## What you are asked to do
Extend the forum thread about building an artificial skylight, continuing after its final sentence.

## Quoted passage
-- begin --

@fhr by measurement equipment, certainly, but human vision is far from a scientifically calibrated photometer.
The optical illusion I showed is one example. It's like human hearing in a way. Volume increases on a logarithmic scale (measured in phons).
Vanta black wouldn't be much good if we truly perceived 95% gray as black, for example. As I recall the manufacturer has shown some demos but the problem with those is that we're relying on the sensitivity of the video equipment which is good (but not that good). Researchers now claim to have made it darker still although it's potentially dangerous.
Given we can't buy it though, I guess the point is moot however.
Take everything I say with a pinch of salt, I might be wrong and it's a very *expensive* way to learn!
@marcdraco my point is not we can't ever perceive the difference, my point is that behind a fresnel lense, behind a Tyndall scattering filter and next to a super bright cob led, then it would be indistinguishable.
And you can easily buy 99+ black paint
No progress on the physical light yet, but I have made some interesting discoveries. That company Yuer Skylight that seemed to make exactly what I was after? I found their patent on the WIPO website. Link's here for anyone interested. The original document is in Chinese, and the site translator might lose a few crucial points (one day's translation said a back plate needed to be a transparent window, today it was a reflective mirror). So if anyone's comfortable with Chinese and wants to take a look, be my guest. But here's a basic schematic of their window and my understanding of how it works.

-- end --

## Raw data
-- begin --

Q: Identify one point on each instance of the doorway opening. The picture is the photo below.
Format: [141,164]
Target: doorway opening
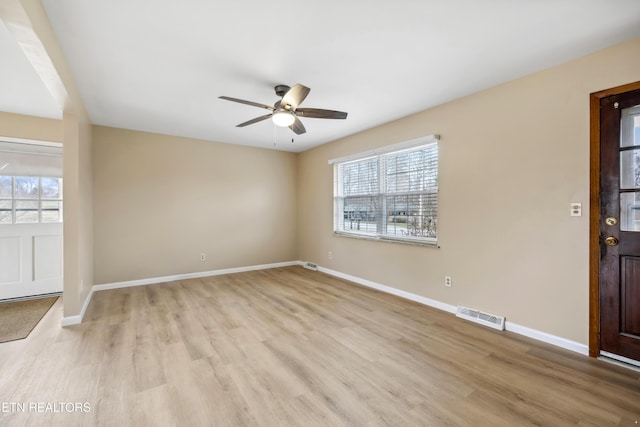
[614,242]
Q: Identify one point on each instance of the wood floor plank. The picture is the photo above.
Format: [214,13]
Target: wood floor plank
[293,347]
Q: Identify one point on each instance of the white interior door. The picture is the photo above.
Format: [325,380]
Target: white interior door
[31,247]
[30,259]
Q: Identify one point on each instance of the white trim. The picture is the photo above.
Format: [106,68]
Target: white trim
[620,360]
[77,319]
[509,326]
[142,282]
[423,140]
[31,141]
[547,338]
[393,291]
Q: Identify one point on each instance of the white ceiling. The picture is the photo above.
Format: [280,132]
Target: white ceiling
[159,65]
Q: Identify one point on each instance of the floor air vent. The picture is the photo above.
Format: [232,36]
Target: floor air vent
[310,266]
[477,316]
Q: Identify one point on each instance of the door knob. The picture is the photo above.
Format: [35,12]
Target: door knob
[611,241]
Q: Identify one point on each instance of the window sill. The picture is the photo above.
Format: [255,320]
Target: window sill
[403,241]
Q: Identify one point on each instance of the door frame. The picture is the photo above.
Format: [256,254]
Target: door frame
[594,212]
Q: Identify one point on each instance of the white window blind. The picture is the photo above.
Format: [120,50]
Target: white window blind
[392,194]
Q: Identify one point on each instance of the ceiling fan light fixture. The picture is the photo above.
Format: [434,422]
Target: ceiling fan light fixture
[283,118]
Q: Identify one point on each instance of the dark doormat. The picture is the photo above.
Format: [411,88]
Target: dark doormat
[18,318]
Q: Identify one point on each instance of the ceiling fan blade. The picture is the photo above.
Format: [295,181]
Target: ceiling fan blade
[295,96]
[252,121]
[242,101]
[297,127]
[318,113]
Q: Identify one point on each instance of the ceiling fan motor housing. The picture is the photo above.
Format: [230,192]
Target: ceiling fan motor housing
[281,90]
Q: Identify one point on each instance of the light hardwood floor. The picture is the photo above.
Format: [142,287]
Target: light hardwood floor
[291,347]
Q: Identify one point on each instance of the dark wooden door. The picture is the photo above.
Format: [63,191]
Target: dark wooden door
[620,225]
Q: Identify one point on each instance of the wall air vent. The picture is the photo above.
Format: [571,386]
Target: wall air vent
[477,316]
[310,266]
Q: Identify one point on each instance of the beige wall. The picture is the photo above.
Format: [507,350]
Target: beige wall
[29,24]
[29,127]
[512,159]
[160,201]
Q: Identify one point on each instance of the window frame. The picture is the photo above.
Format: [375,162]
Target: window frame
[383,195]
[15,201]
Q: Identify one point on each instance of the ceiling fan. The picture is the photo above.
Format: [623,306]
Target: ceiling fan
[285,112]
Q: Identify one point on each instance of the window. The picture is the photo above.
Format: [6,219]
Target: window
[30,199]
[389,194]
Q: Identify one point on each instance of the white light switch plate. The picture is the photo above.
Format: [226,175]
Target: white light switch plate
[576,209]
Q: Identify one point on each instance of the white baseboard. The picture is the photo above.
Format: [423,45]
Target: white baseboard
[393,291]
[547,338]
[509,326]
[77,319]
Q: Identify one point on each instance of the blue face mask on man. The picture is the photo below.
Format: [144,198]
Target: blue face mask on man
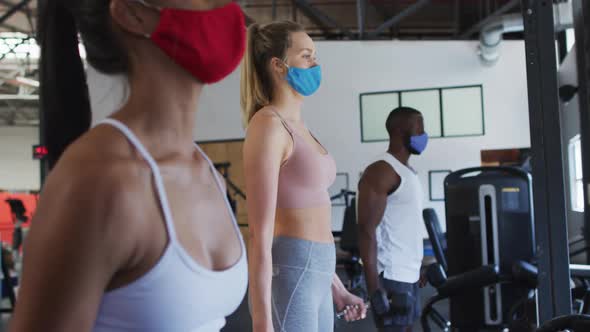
[306,81]
[418,143]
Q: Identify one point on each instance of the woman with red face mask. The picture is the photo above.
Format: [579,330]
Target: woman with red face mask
[133,230]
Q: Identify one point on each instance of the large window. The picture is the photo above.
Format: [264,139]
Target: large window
[576,175]
[448,112]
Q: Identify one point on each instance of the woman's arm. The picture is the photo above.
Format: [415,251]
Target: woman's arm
[267,144]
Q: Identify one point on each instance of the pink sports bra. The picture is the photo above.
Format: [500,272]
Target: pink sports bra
[306,175]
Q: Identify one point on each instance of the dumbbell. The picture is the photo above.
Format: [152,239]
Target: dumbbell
[386,308]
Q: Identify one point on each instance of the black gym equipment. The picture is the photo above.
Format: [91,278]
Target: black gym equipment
[572,323]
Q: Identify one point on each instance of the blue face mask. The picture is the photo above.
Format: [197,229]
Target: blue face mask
[304,81]
[418,143]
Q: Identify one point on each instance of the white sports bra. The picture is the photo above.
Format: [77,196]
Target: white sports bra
[177,294]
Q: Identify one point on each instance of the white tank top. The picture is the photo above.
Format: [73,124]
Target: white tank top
[399,235]
[177,294]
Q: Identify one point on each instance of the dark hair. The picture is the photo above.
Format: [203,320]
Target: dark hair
[398,118]
[64,98]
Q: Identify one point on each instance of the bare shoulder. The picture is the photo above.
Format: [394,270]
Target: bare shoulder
[265,120]
[266,129]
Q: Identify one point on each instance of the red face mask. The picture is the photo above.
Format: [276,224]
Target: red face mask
[208,44]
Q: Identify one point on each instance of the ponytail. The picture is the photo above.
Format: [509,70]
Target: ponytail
[252,94]
[64,100]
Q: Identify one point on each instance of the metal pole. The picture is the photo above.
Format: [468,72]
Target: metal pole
[361,6]
[554,298]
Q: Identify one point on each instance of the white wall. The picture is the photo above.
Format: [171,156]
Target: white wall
[18,170]
[351,68]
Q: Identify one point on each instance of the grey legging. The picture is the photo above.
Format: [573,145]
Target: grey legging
[301,285]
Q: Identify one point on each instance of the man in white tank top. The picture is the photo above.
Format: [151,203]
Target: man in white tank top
[390,203]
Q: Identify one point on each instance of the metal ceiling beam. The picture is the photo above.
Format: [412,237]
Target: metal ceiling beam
[477,26]
[322,18]
[399,17]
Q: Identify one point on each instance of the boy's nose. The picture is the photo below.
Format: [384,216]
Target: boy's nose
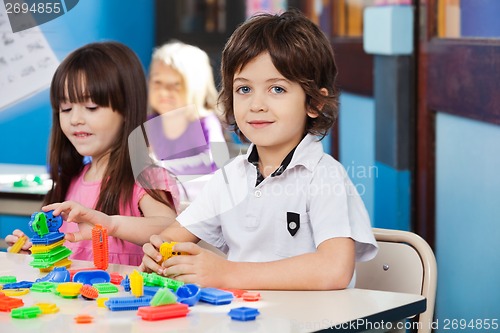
[258,105]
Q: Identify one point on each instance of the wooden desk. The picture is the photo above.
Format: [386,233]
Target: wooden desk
[21,201]
[280,311]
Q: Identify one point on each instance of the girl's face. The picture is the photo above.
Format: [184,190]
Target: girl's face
[166,88]
[90,128]
[270,110]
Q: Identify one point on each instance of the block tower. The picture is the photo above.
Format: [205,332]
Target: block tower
[48,250]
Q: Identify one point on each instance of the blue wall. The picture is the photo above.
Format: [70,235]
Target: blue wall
[357,144]
[27,123]
[467,219]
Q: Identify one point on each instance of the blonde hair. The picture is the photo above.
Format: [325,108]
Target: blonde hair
[193,64]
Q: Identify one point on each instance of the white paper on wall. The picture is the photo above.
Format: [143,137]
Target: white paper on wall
[27,62]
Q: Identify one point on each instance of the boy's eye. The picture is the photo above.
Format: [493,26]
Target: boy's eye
[278,90]
[243,90]
[66,107]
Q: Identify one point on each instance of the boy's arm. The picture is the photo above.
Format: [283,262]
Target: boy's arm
[330,267]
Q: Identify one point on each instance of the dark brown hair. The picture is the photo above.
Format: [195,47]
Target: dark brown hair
[300,52]
[111,75]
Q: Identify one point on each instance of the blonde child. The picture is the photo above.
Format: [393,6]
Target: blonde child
[301,224]
[184,131]
[98,96]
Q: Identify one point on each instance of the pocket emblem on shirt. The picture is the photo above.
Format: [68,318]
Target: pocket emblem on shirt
[292,222]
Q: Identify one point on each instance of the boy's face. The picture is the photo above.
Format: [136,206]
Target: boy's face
[269,109]
[166,88]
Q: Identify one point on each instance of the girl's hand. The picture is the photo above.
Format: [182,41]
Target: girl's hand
[87,218]
[202,266]
[12,239]
[152,255]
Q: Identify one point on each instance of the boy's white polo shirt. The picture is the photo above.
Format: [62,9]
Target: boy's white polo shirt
[250,223]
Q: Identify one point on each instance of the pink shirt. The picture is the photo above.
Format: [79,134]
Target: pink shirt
[120,251]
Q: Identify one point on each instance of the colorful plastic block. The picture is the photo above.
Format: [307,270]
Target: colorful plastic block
[47,239]
[216,296]
[69,289]
[101,301]
[61,263]
[166,250]
[48,308]
[105,288]
[89,292]
[84,319]
[8,303]
[35,249]
[153,279]
[125,283]
[58,274]
[163,311]
[163,296]
[17,285]
[243,313]
[44,287]
[127,303]
[188,294]
[46,260]
[26,312]
[100,246]
[38,224]
[92,277]
[151,290]
[236,292]
[16,292]
[115,278]
[136,283]
[7,279]
[251,296]
[18,244]
[72,272]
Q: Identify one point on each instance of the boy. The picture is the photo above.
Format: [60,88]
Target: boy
[295,220]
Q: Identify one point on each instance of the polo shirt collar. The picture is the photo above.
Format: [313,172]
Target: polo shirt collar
[307,153]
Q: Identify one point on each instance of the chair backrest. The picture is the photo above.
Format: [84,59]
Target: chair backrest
[405,263]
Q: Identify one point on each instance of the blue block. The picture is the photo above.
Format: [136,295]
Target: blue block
[388,30]
[243,313]
[216,296]
[127,303]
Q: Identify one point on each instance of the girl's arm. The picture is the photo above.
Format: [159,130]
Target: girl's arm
[137,230]
[175,232]
[330,267]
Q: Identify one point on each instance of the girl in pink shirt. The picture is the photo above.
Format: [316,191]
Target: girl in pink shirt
[98,96]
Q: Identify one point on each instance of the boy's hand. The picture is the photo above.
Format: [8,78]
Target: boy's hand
[202,266]
[152,255]
[87,218]
[12,239]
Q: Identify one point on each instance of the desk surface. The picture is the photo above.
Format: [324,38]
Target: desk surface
[280,311]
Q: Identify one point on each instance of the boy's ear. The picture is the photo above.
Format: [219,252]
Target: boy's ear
[312,113]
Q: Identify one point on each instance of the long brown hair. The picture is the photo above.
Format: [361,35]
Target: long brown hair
[300,52]
[111,75]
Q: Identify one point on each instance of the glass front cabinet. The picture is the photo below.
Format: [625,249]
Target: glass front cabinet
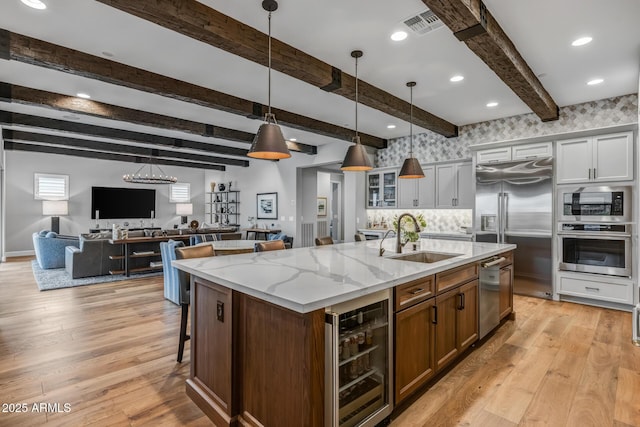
[382,188]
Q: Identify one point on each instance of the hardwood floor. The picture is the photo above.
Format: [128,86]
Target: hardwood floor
[109,351]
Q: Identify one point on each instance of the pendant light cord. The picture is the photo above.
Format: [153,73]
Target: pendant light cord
[411,123]
[356,97]
[269,94]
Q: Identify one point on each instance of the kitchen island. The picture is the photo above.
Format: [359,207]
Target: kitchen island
[258,322]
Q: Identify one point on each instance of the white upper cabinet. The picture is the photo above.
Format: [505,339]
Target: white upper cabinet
[596,159]
[454,188]
[516,152]
[418,193]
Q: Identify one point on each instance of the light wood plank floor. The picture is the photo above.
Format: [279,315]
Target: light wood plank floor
[109,351]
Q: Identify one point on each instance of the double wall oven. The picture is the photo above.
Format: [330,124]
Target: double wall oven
[595,230]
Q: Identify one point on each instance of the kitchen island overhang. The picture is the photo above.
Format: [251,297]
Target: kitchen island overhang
[258,338]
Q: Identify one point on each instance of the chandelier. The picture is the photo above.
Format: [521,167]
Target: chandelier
[149,178]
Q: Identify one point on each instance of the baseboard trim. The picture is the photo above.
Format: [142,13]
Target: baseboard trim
[20,253]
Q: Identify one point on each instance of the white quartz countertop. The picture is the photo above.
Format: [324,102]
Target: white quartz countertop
[307,279]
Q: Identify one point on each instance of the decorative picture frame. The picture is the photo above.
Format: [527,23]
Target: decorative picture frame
[322,206]
[267,205]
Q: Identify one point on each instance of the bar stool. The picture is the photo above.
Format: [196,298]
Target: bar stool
[184,279]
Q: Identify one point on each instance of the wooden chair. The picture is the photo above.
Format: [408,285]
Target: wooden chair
[184,279]
[326,240]
[271,245]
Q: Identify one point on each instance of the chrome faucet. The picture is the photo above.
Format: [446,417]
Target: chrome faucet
[384,237]
[416,225]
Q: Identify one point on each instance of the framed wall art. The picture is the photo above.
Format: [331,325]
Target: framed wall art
[267,204]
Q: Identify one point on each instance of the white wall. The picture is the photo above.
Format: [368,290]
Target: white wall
[24,214]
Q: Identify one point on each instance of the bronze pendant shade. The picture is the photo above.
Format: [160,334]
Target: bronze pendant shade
[269,142]
[357,158]
[411,168]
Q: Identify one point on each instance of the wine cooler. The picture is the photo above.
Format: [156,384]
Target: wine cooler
[358,362]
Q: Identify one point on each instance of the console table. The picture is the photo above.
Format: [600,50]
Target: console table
[264,231]
[145,248]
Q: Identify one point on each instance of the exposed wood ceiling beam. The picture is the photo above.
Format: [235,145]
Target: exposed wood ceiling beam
[24,49]
[34,97]
[43,148]
[110,147]
[8,117]
[472,23]
[196,20]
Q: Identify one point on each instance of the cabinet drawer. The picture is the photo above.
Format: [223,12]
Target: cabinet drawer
[411,293]
[614,292]
[531,151]
[456,277]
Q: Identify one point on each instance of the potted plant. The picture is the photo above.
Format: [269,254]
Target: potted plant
[408,228]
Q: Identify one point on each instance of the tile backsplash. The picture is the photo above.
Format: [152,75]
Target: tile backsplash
[438,220]
[431,147]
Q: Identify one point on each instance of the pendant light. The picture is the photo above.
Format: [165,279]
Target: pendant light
[269,142]
[356,158]
[411,168]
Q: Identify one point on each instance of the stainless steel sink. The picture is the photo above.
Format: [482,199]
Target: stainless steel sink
[426,257]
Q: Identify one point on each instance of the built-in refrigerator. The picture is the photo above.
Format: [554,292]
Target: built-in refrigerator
[514,204]
[358,360]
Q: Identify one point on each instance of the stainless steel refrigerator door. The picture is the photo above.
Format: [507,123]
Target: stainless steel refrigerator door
[488,224]
[532,272]
[528,208]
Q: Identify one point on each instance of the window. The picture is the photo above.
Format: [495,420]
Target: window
[180,192]
[50,187]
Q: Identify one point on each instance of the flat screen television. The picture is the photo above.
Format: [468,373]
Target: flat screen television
[122,203]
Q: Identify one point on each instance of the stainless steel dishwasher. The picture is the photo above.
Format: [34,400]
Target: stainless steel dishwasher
[489,299]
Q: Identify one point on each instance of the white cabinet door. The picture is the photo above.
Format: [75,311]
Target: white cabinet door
[613,157]
[408,193]
[574,160]
[494,155]
[427,188]
[445,185]
[464,197]
[531,151]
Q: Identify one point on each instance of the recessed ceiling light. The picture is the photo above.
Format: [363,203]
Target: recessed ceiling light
[36,4]
[399,36]
[581,41]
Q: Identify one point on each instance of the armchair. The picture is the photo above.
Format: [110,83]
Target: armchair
[50,248]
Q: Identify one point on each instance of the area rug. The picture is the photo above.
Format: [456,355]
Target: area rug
[58,278]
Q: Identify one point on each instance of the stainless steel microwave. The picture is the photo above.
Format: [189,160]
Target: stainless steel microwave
[599,204]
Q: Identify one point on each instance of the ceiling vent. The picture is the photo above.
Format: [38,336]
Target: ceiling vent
[423,22]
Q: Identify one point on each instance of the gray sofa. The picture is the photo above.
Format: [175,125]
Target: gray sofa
[92,257]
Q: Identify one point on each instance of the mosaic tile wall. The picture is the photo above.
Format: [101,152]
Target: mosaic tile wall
[431,147]
[440,220]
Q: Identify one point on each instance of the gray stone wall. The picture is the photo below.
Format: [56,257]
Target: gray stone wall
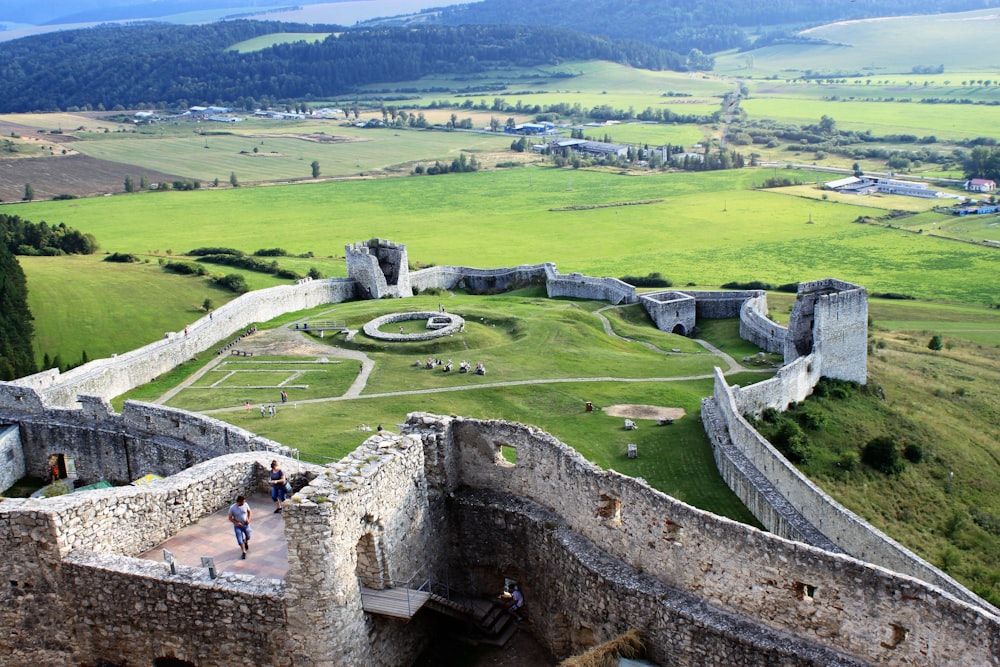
[12,466]
[143,439]
[720,305]
[116,375]
[480,281]
[579,286]
[829,599]
[838,524]
[577,595]
[671,311]
[756,327]
[379,268]
[373,506]
[77,594]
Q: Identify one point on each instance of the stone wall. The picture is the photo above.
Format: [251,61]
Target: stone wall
[720,305]
[579,286]
[78,595]
[838,524]
[673,312]
[143,439]
[116,375]
[480,281]
[12,466]
[379,268]
[757,328]
[577,595]
[370,514]
[836,601]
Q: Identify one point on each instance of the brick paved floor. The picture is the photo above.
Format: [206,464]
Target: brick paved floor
[213,536]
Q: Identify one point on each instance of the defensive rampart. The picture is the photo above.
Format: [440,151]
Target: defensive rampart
[707,590]
[822,599]
[115,376]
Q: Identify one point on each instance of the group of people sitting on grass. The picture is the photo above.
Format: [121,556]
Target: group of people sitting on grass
[448,366]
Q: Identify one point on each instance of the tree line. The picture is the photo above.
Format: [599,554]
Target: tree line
[23,237]
[171,66]
[683,25]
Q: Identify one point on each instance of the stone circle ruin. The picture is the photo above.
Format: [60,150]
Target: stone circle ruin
[597,552]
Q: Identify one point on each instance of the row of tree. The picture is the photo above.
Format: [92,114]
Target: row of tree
[684,25]
[169,65]
[23,237]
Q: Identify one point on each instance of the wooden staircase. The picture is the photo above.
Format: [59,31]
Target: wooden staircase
[486,621]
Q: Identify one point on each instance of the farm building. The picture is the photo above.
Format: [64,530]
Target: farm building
[591,148]
[980,185]
[866,185]
[976,208]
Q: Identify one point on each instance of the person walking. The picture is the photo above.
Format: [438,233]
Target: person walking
[239,516]
[278,486]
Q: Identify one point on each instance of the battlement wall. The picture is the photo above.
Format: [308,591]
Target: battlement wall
[579,286]
[671,311]
[143,439]
[756,327]
[75,579]
[726,563]
[118,374]
[838,524]
[479,281]
[369,516]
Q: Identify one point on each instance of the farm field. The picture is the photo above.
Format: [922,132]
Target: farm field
[702,229]
[961,41]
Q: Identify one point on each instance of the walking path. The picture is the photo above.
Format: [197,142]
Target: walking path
[285,341]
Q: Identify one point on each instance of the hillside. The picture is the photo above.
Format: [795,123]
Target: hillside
[166,66]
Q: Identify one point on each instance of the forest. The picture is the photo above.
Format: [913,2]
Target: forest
[168,66]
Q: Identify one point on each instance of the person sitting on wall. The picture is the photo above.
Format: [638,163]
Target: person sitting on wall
[516,602]
[278,489]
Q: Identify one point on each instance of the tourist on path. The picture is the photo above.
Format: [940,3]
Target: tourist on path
[239,516]
[278,481]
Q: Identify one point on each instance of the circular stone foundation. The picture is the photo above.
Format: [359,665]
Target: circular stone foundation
[438,325]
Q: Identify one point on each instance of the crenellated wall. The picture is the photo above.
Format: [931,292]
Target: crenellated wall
[671,311]
[442,502]
[820,598]
[756,327]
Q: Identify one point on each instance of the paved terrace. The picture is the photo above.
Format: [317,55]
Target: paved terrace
[213,536]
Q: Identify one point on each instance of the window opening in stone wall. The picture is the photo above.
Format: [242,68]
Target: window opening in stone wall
[172,662]
[899,635]
[371,569]
[805,591]
[504,456]
[611,509]
[671,531]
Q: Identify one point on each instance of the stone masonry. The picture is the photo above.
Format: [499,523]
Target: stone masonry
[596,552]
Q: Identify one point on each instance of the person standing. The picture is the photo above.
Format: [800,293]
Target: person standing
[239,516]
[278,488]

-- end --

## Task answer
LEDs on the side (7) shine into what they're calling a Rayleigh Plate (4). From their tiktoks, this seems like a piece of plexiglass colored very light blue-- the same color as those inkjet films. The light can either travel out through the front, or into an air cavity in the back (11) before hitting a reflective panel (9) and bouncing back. The buffer panel (12), back panel (8), and heat sink (6) hold everything in place. The heat sink hides the LEDs quite well and has space for a second set of LEDs (5). They shine against a diffuser (2) and give the illusion of direct sunlight hitting the sides of the window. Gotta admit, that little touch is pretty clever...
This design seems pretty similar in theory to the design I've been playing with, so perhaps some tweaks in my design are all I need. If I get somewhere new with my design I'll keep yall posted 🙂
It's a very small and unimportant thing, but I was able to find success for Tyndall scattering with a generic inkjet printer film off of Temu as well.
Admittedly the color in the first picture is slightly exaggerated due to auto-brightness correction from the camera, the 10000 lumen lightbox in a dark room produced a pretty impressive effect.
17 years ago, I laid down on my back and stared up at the sky in the middle of a courtyard of a 100 year old building, and realized that, from where I was laying, even if the sky were somehow fake, from nowhere in the courtyard, would I have been able to see any edges to prove it as such.
As a matter of intellectual honesty, I had to, in that moment, admit that I couldn't reasonably demonstrate that I was actually outdoors, and not in say, some elaborate spaceship or bunker or something akin to that.
From there, it sparked in me one of my biggest dreams has been the creation of an artificial sky inside of a building, a dream which has grown with age, not diminished, given my rapidly declining health and intolerance for the heat and weather of the outdoors.
All the other particulars-- a sky that is seemingly infinite, light with parallel rays, no points of reference to dispel the illusion, all are pretty easy, but the blue? The blue was beyond me for a very long time. First time I've been able to achieve this, and it's pretty exciting.
Just figured I'd share this, as a little "hey, there's cool stuff!"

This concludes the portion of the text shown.